--- BEGIN Supplied entries ---

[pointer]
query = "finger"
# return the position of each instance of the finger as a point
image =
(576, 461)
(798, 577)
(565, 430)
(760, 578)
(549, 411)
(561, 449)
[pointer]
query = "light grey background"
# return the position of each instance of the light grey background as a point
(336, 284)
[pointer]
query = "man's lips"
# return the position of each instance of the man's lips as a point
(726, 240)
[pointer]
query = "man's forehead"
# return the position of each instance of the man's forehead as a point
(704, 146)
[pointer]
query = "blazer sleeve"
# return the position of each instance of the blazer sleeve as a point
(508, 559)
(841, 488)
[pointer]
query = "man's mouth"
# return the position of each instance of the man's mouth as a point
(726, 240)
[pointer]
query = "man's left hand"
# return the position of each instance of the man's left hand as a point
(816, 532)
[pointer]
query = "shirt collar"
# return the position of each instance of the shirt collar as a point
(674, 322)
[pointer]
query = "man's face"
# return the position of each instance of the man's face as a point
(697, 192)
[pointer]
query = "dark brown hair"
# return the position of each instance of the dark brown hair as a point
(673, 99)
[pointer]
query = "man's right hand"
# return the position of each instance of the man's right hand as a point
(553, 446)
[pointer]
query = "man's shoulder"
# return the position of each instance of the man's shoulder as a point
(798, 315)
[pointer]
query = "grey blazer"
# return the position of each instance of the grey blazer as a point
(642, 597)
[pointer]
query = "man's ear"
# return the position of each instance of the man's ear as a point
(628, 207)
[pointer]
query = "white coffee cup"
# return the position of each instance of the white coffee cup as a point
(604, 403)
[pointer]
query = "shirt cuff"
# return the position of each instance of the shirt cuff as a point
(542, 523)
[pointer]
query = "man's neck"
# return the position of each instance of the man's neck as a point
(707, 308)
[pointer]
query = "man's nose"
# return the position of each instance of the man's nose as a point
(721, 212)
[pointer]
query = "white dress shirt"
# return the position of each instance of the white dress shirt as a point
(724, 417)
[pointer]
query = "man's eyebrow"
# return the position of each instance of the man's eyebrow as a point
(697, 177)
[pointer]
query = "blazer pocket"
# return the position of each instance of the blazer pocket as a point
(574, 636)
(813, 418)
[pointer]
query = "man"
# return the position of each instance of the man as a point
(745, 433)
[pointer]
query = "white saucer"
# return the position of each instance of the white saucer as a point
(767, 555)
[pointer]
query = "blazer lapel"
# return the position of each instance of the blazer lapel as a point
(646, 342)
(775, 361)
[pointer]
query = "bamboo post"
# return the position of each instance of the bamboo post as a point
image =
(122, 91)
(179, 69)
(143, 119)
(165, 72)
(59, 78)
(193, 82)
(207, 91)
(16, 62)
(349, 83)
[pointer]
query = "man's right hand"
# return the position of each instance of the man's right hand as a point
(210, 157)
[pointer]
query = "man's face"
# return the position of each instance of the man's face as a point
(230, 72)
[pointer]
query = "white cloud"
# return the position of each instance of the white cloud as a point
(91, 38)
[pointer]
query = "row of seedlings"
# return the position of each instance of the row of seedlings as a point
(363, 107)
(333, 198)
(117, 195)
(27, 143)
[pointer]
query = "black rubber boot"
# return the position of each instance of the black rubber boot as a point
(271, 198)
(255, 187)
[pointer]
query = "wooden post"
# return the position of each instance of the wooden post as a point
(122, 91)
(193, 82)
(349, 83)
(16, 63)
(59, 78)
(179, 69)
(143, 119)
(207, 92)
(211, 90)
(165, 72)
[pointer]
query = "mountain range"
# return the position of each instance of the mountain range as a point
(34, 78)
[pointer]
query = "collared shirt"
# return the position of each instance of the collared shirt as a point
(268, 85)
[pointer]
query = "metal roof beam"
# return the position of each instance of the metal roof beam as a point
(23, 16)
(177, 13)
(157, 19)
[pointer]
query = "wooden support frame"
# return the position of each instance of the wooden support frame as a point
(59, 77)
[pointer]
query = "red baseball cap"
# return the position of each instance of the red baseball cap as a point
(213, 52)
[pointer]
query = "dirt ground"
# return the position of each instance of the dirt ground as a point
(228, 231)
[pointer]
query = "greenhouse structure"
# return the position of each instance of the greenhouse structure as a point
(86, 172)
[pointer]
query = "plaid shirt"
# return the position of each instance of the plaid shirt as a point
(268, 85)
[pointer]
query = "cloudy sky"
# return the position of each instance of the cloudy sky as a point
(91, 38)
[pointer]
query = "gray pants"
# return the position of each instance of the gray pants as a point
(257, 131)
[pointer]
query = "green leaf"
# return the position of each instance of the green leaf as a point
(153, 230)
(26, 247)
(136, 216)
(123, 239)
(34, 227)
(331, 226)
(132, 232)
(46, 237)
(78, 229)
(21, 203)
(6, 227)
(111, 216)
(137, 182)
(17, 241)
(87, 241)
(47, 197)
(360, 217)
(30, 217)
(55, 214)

--- END Supplied entries ---
--- BEGIN Supplied entries ---

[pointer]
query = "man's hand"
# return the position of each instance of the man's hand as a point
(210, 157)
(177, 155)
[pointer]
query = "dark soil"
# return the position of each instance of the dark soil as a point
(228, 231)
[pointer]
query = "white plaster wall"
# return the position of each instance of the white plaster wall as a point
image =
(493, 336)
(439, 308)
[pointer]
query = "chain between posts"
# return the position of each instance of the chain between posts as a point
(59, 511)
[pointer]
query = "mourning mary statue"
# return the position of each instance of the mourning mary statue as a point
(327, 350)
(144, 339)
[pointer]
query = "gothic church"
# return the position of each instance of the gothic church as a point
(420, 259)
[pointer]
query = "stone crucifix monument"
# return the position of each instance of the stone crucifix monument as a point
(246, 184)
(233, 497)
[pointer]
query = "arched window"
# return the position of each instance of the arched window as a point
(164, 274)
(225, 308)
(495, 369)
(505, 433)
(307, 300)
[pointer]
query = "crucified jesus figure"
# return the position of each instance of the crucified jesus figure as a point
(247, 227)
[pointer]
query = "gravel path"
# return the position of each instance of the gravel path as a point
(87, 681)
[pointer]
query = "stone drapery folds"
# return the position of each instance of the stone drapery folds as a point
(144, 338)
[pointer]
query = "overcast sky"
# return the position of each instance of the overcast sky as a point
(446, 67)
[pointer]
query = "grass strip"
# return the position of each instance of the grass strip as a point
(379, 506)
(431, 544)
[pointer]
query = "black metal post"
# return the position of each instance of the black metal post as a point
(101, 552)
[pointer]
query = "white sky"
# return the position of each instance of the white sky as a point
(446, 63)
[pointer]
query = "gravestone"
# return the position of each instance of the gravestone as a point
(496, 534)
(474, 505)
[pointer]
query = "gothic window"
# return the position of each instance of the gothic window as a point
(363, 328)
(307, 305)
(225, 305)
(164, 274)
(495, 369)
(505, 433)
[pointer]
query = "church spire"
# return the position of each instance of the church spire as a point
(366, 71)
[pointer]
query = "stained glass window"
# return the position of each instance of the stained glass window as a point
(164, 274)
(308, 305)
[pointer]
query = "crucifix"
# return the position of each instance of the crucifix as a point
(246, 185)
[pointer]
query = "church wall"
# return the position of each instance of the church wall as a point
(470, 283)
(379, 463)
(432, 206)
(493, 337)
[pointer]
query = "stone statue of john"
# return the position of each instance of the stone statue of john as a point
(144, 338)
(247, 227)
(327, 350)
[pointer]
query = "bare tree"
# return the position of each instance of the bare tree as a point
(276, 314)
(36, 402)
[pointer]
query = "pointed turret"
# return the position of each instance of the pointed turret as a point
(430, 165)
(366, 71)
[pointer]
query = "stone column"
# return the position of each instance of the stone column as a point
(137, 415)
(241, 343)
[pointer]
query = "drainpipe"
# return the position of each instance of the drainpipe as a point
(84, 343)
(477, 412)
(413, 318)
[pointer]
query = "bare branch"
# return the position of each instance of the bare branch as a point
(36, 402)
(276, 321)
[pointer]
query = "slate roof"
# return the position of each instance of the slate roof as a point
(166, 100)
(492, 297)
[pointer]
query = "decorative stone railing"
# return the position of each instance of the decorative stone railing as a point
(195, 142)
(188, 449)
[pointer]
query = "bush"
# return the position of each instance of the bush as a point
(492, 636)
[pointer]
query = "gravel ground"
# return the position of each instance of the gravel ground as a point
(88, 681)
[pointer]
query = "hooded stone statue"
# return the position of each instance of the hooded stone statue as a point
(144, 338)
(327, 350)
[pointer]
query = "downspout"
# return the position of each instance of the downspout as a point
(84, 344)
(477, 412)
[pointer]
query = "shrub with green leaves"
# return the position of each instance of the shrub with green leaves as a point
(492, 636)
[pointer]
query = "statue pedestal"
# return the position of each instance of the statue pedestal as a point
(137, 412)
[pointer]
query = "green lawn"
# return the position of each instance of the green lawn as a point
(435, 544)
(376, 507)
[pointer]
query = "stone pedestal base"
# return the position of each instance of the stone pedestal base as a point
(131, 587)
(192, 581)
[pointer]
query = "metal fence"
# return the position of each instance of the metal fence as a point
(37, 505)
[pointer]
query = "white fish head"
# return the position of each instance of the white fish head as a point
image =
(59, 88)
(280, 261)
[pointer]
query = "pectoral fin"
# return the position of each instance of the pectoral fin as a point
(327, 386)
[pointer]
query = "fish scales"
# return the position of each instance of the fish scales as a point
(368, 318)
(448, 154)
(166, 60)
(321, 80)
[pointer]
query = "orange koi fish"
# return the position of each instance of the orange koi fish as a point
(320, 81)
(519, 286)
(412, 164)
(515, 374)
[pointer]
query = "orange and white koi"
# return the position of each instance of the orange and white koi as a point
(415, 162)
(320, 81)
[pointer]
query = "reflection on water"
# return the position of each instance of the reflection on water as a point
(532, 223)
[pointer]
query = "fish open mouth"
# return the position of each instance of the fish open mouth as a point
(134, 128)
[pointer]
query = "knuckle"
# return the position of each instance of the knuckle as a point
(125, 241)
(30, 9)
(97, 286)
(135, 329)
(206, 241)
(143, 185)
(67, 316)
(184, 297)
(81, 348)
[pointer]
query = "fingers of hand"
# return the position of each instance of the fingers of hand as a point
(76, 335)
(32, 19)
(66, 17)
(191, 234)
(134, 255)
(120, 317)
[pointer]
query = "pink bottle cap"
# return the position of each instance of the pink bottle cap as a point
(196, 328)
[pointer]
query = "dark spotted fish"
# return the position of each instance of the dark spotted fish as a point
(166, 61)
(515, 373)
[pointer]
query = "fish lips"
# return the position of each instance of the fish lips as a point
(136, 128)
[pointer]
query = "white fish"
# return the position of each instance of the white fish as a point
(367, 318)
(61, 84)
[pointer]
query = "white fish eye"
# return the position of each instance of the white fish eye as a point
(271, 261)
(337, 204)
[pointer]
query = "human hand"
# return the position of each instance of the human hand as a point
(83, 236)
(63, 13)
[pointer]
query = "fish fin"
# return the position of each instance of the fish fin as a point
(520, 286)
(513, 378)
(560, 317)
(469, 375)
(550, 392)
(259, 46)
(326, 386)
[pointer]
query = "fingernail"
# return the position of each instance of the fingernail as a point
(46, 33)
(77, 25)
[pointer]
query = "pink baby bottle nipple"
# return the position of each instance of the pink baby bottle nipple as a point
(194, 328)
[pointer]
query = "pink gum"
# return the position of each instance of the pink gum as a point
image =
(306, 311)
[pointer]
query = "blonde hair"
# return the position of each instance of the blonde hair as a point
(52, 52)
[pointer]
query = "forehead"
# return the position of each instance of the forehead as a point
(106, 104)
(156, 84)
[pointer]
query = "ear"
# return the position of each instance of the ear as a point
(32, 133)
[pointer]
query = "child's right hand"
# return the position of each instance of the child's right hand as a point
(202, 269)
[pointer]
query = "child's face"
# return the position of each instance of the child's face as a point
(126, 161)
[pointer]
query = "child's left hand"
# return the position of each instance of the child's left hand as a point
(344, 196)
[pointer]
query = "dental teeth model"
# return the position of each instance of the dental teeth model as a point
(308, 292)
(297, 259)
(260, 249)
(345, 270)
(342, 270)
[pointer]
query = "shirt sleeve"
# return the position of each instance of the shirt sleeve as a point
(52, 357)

--- END Supplied entries ---

> [Instructions to follow] Find every line in the material above that contains the string "crucifix", and copy each of those lines.

> [Task output]
query = "stone crucifix monument"
# return the position of each instance of the stone crucifix monument as a point
query = "crucifix"
# return the position of each instance of the crucifix as a point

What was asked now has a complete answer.